### Extracted text
# Sticky  E-boutique going live soon



## Yao

We will be switching over the domains from our old store to the new one in the next 12-24 hours. Our target is to get the store up and running by Sept. 3rd so that we can get back to business as usual.

What you can expect:

* E-mail will be unreliable for the next few days. I would recommend using the Customer Service Portal (use this link to directly get into it.) The main site and the E-boutique will be off and on this weekend. If I get the changeover done correctly you might not even notice. If you do notice then something has gone wrong and we are fixing it.

* DO NOT TRY TO PURCHASE ANYTHING on the *E-Boutique* UNTIL I POST AN UPDATE. At the latest we should be back online on Sept. 3rd.

* You should be able to find your tickets on the Customer Service Portal but you may not be able to login to the E-boutique because I haven't transferred your account information over yet. When I do you will get an automated e-mail with new password for the new system.

* Thanks for everyone's patience. The new store's capabilities are incredible. It should make your experience more pleasant and rewarding and allow me to spend more time on the stuff that matters, Customer Service, Project Development (300/GMT), and making watches.

I will apologize in advance when the system does goofy stuff in the following week (Basically we have to go live in order to complete the installation of a number of key pieces of software so stuff is going to move around). There are a lot of details to tie down, like automated e-mails, etc. But do not worry the new system is much more secure than the old one so that shouldn't be an issue.


----------



## Yao

We are switching over the servers. See you guys on the other side.


----------



## heebs

Yao said:


> We are switching over the servers. See you guys on the other side.


Thanks for keeping us in the loop Bill. These are the critical things that we are all hoping for.



Yao said:


> ...It should make your experience more pleasant and rewarding and allow me to spend more time on the stuff that matters, Customer Service, Project Development (300/GMT), and making watches.


Fingers crossed that the transition goes well.


----------



## rmasso

Yao said:


> We are switching over the servers. See you guys on the other side.


Reminds me of Apollo 13 when they went on the other side of the moon. Darkness, silence, until they came back around and their Speedy assisted in getting them home safely! 

Also, I have been waiting very patiently, but any new news on the Pilot watch project? Still waiting patiently. 

Good luck Bill! See you on the flip-side!

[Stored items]
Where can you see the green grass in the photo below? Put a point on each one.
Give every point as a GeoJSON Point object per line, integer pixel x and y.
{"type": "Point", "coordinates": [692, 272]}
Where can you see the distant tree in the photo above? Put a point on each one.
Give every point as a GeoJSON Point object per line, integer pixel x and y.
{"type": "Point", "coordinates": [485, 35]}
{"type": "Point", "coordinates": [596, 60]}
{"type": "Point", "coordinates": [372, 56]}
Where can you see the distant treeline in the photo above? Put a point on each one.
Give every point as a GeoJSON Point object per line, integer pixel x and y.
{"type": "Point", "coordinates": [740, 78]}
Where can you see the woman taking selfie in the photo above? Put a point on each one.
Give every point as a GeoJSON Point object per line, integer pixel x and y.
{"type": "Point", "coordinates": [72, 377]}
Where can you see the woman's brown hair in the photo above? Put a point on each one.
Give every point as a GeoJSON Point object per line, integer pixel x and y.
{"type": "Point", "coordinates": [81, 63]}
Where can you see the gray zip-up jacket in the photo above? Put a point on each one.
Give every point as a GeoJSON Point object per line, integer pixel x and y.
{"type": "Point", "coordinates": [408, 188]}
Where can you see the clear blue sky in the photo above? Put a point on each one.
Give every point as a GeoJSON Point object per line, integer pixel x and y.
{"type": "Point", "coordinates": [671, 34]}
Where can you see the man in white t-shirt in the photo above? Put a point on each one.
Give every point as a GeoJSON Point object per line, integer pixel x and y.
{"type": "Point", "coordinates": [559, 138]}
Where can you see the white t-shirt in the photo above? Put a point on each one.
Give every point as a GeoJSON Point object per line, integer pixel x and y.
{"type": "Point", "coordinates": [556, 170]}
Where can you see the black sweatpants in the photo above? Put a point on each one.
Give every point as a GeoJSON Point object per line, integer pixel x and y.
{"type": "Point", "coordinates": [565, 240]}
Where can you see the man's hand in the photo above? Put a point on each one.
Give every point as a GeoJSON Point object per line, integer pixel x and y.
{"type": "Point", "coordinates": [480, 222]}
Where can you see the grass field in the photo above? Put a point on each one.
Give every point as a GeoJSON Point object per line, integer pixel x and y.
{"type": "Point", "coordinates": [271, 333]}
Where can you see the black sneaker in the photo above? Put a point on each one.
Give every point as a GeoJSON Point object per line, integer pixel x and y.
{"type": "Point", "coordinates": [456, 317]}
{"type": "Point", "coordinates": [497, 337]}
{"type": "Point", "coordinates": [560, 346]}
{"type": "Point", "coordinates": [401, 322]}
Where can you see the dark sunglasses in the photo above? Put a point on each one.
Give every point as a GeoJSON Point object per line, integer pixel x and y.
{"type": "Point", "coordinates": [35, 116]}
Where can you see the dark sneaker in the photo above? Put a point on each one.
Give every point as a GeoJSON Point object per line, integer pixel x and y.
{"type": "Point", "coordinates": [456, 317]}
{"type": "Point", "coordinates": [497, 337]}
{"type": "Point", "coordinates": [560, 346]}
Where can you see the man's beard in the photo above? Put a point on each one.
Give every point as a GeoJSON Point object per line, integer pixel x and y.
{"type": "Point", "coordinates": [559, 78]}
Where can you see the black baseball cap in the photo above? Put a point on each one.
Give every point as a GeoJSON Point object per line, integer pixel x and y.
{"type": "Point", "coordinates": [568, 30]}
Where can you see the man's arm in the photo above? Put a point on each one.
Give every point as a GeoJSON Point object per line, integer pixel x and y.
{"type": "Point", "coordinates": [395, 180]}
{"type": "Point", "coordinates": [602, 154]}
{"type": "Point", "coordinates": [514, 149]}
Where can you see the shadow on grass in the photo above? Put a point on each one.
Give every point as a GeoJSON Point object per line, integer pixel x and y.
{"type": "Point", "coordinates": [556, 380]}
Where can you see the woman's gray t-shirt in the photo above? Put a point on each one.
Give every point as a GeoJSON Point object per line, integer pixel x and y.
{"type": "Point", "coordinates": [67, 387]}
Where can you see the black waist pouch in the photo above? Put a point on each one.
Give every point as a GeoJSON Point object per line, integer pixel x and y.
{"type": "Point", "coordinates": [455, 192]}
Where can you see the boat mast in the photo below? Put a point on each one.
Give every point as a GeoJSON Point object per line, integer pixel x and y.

### Your objective
Please answer these questions from the e-boutique thread:
(a) By what date does the first post aim to have the store up and running?
(b) What does the first post recommend using while e-mail is unreliable?
(c) Which watch project does rmasso ask for news about?

### Solution to this problem
(a) Sept. 3rd
(b) The Customer Service Portal
(c) The Pilot watch project